(Your goal):
An exact transcript of all the records is the expected answer.

────────────────────────────────────────

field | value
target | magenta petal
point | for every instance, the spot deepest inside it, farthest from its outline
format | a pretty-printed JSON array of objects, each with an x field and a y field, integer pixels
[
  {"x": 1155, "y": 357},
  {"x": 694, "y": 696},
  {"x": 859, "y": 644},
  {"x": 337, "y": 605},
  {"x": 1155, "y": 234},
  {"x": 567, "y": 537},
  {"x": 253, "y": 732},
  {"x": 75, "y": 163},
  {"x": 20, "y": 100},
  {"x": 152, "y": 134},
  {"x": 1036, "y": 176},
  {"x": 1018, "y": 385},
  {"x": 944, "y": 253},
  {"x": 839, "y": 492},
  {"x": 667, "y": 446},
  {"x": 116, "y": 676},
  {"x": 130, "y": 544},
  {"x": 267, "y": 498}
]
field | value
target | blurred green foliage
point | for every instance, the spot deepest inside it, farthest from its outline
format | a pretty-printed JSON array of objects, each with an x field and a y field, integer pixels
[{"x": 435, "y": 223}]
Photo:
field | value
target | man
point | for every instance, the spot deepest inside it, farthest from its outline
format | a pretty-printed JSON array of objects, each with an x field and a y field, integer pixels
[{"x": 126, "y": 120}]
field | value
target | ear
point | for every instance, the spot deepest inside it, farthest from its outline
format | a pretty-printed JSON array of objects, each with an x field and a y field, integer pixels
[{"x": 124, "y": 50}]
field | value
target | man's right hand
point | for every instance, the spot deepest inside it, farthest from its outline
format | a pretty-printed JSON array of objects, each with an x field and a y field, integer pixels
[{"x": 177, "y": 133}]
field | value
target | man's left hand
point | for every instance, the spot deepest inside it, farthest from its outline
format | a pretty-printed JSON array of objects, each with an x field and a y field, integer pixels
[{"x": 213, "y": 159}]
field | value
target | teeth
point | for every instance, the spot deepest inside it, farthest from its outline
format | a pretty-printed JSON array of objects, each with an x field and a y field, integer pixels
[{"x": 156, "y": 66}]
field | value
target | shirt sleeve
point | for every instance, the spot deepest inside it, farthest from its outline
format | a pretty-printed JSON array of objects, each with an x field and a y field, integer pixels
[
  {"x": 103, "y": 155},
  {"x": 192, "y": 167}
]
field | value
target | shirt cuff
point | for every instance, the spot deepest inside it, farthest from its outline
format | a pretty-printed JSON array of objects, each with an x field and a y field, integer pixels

────────────────────────────────────────

(Solution to this exercise):
field | value
target | magenta petal
point | for every instance, the spot deepest inside it, farthest from its outline
format | a pretty-printed JSON array of objects, each with an x field and a y field, integer pixels
[
  {"x": 1155, "y": 357},
  {"x": 694, "y": 696},
  {"x": 859, "y": 644},
  {"x": 337, "y": 605},
  {"x": 1155, "y": 234},
  {"x": 567, "y": 537},
  {"x": 253, "y": 732},
  {"x": 75, "y": 163},
  {"x": 20, "y": 100},
  {"x": 152, "y": 134},
  {"x": 1036, "y": 176},
  {"x": 1018, "y": 385},
  {"x": 944, "y": 253},
  {"x": 839, "y": 492},
  {"x": 667, "y": 446},
  {"x": 116, "y": 676},
  {"x": 130, "y": 544},
  {"x": 267, "y": 498}
]
field | value
target | blurred green foliage
point | for every instance, the spot deepest inside it, farthest from its outline
format | a pretty-printed JSON array of objects, each with an x field and a y field, integer pixels
[{"x": 435, "y": 223}]
Photo:
field | value
target | man
point | for every instance, the spot deepest inside it, farthest from its outline
format | a pretty-printed JSON array of objects, each with an x field and a y field, integer pixels
[{"x": 126, "y": 120}]
field | value
target | ear
point | for every instance, the spot deepest inside it, farthest from its outline
format | a pretty-printed JSON array of objects, each with an x field and a y field, integer pixels
[{"x": 124, "y": 50}]
field | value
target | man's right hand
point | for every instance, the spot deepest inside it, farthest from its outline
format | a pretty-printed JSON array of objects, each with an x field and a y field, integer pixels
[{"x": 177, "y": 133}]
field | value
target | man's left hand
point | for every instance, the spot deepest inside it, farthest from its outline
format | a pretty-printed JSON array of objects, each with an x field and a y field, integer pixels
[{"x": 213, "y": 159}]
field | value
target | teeth
point | for every instance, the spot deepest inside it, farthest from its outline
format | a pretty-printed JSON array of objects, each with an x field and a y field, integer pixels
[{"x": 156, "y": 66}]
field | value
target | shirt sleeve
point | for every instance, the spot deepest inside it, farthest from its outline
format | a pretty-printed JSON array of objects, each with an x field and a y field, integer pixels
[
  {"x": 103, "y": 155},
  {"x": 192, "y": 167}
]
field | value
target | shirt cuff
point | for every instance, the spot deepest inside it, farthest from its outline
format | a pretty-printed JSON array of objects, each with an x field and a y field, integer pixels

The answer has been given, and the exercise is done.